**Instructions for the task**.
Leave the pictures aside and give back every entry below word for word.

◇ ◇ ◇ ◇ ◇

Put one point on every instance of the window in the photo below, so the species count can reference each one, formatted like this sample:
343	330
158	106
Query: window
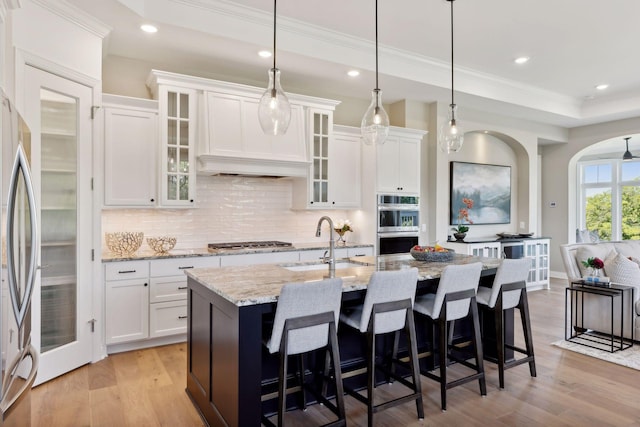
610	198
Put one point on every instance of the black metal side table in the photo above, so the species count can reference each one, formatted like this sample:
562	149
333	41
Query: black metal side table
574	328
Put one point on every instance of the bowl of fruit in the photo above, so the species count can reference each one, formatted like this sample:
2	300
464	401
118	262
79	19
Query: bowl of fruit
432	253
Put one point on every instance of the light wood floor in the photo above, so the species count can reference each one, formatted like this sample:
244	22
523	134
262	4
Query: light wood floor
146	388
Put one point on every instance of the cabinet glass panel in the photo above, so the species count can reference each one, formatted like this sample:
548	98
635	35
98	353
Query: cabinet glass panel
172	132
320	158
184	160
184	133
172	187
184	106
172	104
172	160
59	178
184	187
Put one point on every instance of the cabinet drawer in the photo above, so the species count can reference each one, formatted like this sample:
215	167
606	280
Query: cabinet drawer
126	270
177	266
172	288
167	318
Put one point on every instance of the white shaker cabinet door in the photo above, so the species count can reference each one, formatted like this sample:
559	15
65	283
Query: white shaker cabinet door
127	306
130	157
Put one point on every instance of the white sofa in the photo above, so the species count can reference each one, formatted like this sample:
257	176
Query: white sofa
622	269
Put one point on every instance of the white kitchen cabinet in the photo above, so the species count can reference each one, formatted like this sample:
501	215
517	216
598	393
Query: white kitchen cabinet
398	162
127	310
126	301
148	299
537	250
481	249
177	118
130	151
334	179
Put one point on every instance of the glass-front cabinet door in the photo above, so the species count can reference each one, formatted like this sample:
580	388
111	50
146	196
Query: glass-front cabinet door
58	111
320	133
178	154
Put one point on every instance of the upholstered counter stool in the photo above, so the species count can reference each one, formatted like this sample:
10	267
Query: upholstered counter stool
454	299
306	320
387	308
509	291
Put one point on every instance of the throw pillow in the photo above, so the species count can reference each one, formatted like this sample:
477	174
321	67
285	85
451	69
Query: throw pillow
622	270
585	252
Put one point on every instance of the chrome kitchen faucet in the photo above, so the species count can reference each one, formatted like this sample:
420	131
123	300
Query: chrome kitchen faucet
332	257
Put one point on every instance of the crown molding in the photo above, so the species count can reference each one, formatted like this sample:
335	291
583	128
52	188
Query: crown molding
75	16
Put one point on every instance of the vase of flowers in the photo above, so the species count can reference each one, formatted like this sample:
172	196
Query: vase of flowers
341	227
594	264
460	232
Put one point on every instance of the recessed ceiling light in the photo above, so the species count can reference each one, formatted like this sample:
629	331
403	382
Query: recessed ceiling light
148	28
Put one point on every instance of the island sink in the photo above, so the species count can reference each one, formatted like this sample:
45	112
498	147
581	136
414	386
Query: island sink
321	266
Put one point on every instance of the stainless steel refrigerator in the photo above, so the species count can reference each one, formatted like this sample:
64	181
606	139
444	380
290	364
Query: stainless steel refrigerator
19	265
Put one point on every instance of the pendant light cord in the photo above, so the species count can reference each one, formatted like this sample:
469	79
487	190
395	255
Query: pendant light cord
274	36
377	88
452	99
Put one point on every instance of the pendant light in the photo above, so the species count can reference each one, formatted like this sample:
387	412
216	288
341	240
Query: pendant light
274	110
375	123
451	134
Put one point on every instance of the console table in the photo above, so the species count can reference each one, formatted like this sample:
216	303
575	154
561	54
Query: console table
574	329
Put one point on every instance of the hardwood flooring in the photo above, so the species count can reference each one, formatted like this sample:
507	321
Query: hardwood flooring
147	388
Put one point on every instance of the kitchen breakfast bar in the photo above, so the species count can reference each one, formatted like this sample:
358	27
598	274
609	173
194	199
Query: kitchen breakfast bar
228	316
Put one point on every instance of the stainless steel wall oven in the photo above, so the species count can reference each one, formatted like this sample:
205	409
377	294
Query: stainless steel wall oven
398	223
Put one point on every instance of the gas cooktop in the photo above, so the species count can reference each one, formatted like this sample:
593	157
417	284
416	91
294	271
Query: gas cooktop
249	245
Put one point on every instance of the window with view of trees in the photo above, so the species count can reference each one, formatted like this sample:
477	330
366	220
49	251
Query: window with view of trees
610	198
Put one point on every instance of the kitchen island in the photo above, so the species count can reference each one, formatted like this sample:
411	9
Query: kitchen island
227	308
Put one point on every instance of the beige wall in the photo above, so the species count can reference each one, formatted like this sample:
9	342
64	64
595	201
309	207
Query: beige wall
559	180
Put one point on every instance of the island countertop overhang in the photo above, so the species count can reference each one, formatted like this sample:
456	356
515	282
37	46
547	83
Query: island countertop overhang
259	284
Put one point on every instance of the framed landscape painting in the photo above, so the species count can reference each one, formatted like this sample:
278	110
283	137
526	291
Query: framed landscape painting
487	187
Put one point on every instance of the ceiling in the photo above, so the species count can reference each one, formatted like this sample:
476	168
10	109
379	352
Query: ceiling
574	45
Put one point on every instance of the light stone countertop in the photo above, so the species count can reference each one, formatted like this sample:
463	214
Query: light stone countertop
261	284
148	254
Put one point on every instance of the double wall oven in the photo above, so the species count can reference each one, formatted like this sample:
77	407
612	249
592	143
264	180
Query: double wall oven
398	223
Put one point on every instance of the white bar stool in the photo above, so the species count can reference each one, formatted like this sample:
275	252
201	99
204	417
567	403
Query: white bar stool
305	320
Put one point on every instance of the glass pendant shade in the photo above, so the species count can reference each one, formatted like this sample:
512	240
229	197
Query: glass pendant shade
274	111
375	123
451	134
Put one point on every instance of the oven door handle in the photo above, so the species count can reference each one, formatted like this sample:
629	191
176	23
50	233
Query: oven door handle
399	234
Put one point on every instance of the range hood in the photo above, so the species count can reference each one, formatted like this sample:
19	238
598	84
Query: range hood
211	164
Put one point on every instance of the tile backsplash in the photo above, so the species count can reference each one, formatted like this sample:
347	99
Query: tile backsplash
227	209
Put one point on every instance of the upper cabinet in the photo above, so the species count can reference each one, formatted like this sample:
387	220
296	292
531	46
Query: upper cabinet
235	143
130	151
398	162
334	179
178	115
230	139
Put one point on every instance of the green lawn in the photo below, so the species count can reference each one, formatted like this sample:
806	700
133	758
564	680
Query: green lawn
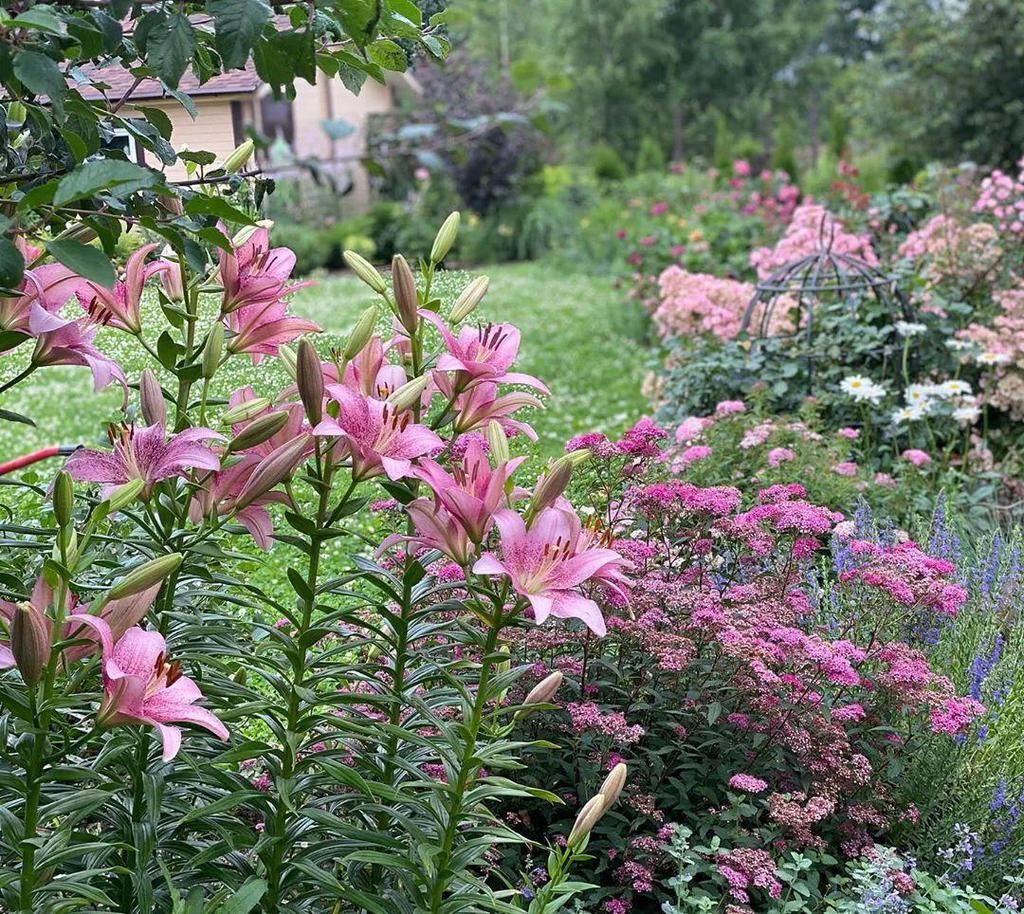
574	339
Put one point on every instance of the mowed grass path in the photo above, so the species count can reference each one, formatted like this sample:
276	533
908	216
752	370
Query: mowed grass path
574	338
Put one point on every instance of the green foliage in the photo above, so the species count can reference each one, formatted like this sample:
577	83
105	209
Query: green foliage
606	163
650	156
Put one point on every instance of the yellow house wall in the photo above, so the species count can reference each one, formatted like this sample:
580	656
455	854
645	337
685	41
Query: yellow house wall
212	130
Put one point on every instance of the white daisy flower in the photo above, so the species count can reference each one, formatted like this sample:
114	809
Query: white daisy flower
967	415
907	329
862	389
992	358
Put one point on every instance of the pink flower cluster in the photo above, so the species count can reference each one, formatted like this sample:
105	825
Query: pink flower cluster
811	228
1001	197
700	303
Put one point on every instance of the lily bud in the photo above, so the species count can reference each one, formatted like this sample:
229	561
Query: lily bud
309	378
288	358
545	690
360	334
274	468
498	442
239	157
589	816
125	494
64	498
551	485
144	576
468	299
170	204
213	350
16	114
406	300
171	279
366	271
612	785
30	641
445	237
407	396
152	397
258	431
245	410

◇ ◇ ◇ ◇ ◇

**Output for this task**.
Put one point on every instance of the window in the photo below, so the species count can reference each one, formatted like this sample:
343	330
158	106
Query: window
610	198
Put one point on every instance of the black metal side table in the photo above, so the species count can reference each one, formatted like this sample:
562	149
333	41
Query: black metal side table
574	328
Put one point on every instance of the bowl of fruit in the photo above, so the species count can reference each one, formatted like this sample:
2	300
464	401
118	262
79	19
Query: bowl of fruit
432	253
Put one point on every instance of the light wood floor in the photo above, so the species count can reference each one, formatted like this sample:
244	22
523	134
262	4
Query: light wood floor
146	388
Put one point on every instance of the cabinet glass panel in the photo above, so the species count can reference each one, formatted like this sample:
548	98
635	35
98	353
Query: cabinet glass panel
172	132
320	158
184	160
184	133
172	187
184	106
172	104
172	160
59	178
184	187
Put one point on every instance of the cabinet drawer in the photo above, so the species count can reference each one, formatted like this sample:
215	167
606	280
Query: cabinet drawer
126	270
177	266
172	288
167	318
Put one point on every instance of the white shaker cabinet door in the photo above, so the species count can reference each one, formatted like this sample:
559	15
65	283
Query: white shaker cabinet door
127	306
130	157
Put one point on every instance of the white sofa in the photo above, so the species count can reference each one, formatted like this sample:
257	176
Query: white sofa
622	269
Put one point on every instance of the white kitchen cabinet in the photo above, so the species count can reference each one, formatted like this sample:
501	215
517	216
598	393
Query: white kitchen cabinet
398	162
127	310
126	301
148	299
537	250
481	249
177	118
130	151
334	179
Put one point on every instance of the glass-front cabinet door in the photo above, so the species count can reference each one, formatted like this sample:
580	388
111	50
146	196
Query: glass-front cabinet door
58	111
320	133
178	154
Put one point on every instance of the upholstered counter stool in the photo above, so the species count can reference each one, formatted like this sample:
10	267
Query: upholstered counter stool
454	299
306	320
387	308
509	291
Put one point on every instance of the throw pillow in the photo above, so the species count can reference each one, formatted like this sample:
477	174
321	67
285	85
451	69
Query: throw pillow
622	270
585	252
Put one point on every instance of the chrome kitchen faucet in the photo above, so the species count can reference each one, formatted like this sample:
420	131
123	300
Query: chrome kitchen faucet
332	257
Put one point on every instance of the crown molding in the photo above, so the species count can reference each one, formatted like this sample:
335	291
583	128
52	188
Query: crown molding
75	16
Put one point on every instance of the vase of flowers in the photo above, so the species count can reference each one, formatted like this sample:
172	196
Query: vase of flowers
341	227
594	264
460	232
Put one point on every instance of the recessed ceiling light in the photo above, so the species count can reference each one, formatted like this sample:
629	331
403	382
Query: recessed ceiling light
148	28
Put one point on every instance of the island sink in the photo above, so the species count can reference each one, formatted like this sample:
45	112
498	147
581	136
414	386
Query: island sink
321	266
Put one point on every instance of the stainless steel refrigerator in the photo above, so the species count can reference each one, formatted like this sample:
64	181
606	139
444	380
290	364
Query: stainless steel refrigerator
19	265
Put one point on every instance of the pendant light cord in the photo above, so the species count can reference each one, formatted like this sample:
469	79
487	190
395	255
Query: pendant light cord
274	36
377	88
452	99
Put one point on every instance of the pendant light in the photo above, so the species count can reference each one, formatted like this sample:
387	412
216	288
341	240
Query: pendant light
274	110
375	123
451	134
Put one point on every instance of the console table in the photo above, so the species count can reference each one, formatted like this sample:
216	303
575	154
561	54
Query: console table
574	329
Put one point on every instance of the hardwood flooring in the photo above, so the species count can reference each one, formatted like this sample:
507	321
Query: hardwood flooring
147	388
Put one point on every instance of the kitchen breakfast bar in the photo above, so the species count can reference each one, formatted like this sample:
358	27
598	274
609	173
194	199
Query: kitchen breakfast bar
228	316
Put one point on every instance of the stainless steel wall oven in the photo above, so the species count can reference each one, formatted like this sample:
205	409
377	294
Query: stainless steel wall oven
398	223
Put one point on every instance of the gas cooktop in the photo above, so the species count can reference each one, formatted like this sample:
593	157
417	284
416	91
294	271
Query: gas cooktop
249	245
Put one point on every instance of the window with view of trees in the photo above, so the species count can reference each one, formatted like this sample:
477	330
366	220
49	251
Query: window with view of trees
610	198
Put one point on every instance of the kitchen island in the photo above, so the species count can reference each one, formatted like this sample:
411	9
Query: kitchen island
227	308
Put one point on every instance of the beige wall in the photo above, so the species count can reference each one, formatted like this sample:
9	342
64	64
595	201
309	207
Query: beige wall
559	180
Put one point on every instance of the island countertop overhang in the photo above, so the species count can reference each one, formatted like this sample:
456	356
515	282
37	46
547	83
Query: island countertop overhang
259	284
Put one point on every instance of the framed landscape painting in the photo above, so the species count can reference each one, formatted like this sample:
278	110
283	137
526	291
Query: framed landscape painting
487	187
Put one point on every instance of the ceiling in the photo above, so the species count can reference each one, formatted like this sample:
476	168
10	109
379	352
Query: ceiling
574	45
Put one point on every instance of the light stone countertop in the photo above, so the species count can reference each one, formatted like this sample:
463	214
Query: light stone countertop
261	284
148	254
Put one point on every instance of the double wall oven in the photo above, so the species count can reference each one, formatted like this sample:
77	407
612	249
592	143
264	180
Query: double wall oven
398	223
Put one point on every instance of the white bar stool in the photo above, so the species count can reference each one, formatted like this sample:
275	252
201	99
204	417
567	403
Query: white bar stool
305	320
Put one point on every instance of the glass pendant shade in the photo above, so the species count can reference each one, formatted like this sample:
512	240
229	197
Query: glass pendant shade
274	111
375	123
451	134
Put one point on every instance of the oven door handle in the photo above, so the species count can reference each one, formatted like this sample:
629	191
176	23
50	233
Query: oven door handle
399	234
Put one point on every instance of the range hood in the photo above, so the species count can reference each one, formatted like this sample:
19	238
598	84
Query: range hood
211	164
Put one point on every instance of the tile backsplash in the photo above, so the species count can reference each one, formatted like this sample:
347	99
Query: tile backsplash
227	209
Put one point on every instance of the upper cabinet in the photo above, so the species count can reference each one, formatted like this sample:
387	220
296	292
531	46
Query: upper cabinet
235	143
130	151
398	162
334	179
178	115
230	139
Put one point on every instance of the green lawn in the photo below, so the species count can reference each one, formatted like this sample:
806	700
133	758
564	680
Query: green lawn
574	339
Put one point on every instance of the mowed grass path in the photo above, so the species count can reference each one, formatted like this sample:
276	533
908	216
752	370
Query: mowed grass path
574	338
Put one point on every instance of the green foliage in the photo above, so the species count can reference each one, formatted like this sample:
577	83
105	209
Query: green foliage
606	163
650	156
Put one point on every instance of the yellow house wall in the photo above, so the species count can reference each one, formatted like this sample:
580	656
455	854
645	337
685	41
Query: yellow house wall
212	130
Put one point on every instance of the white daisy flower in the photo above, so the species count can reference each one, formatted like this sample:
114	809
Query: white daisy flower
967	415
907	329
862	389
992	358
Put one point on every instance of the pink flower cluster in the photo above, so the species count can reference each one, formatted like this sample:
105	825
Query: pink flower cluster
811	228
1001	197
700	303
Put one point on every instance of the lily bud in the photo above, so the species count can reference each one, formatted like this sample:
229	561
Query: lily bud
309	378
288	358
545	690
360	334
274	468
498	442
239	157
589	816
125	494
64	498
551	485
144	576
468	299
170	204
213	350
16	114
406	300
171	279
366	271
612	785
30	641
445	237
407	396
152	397
258	431
245	410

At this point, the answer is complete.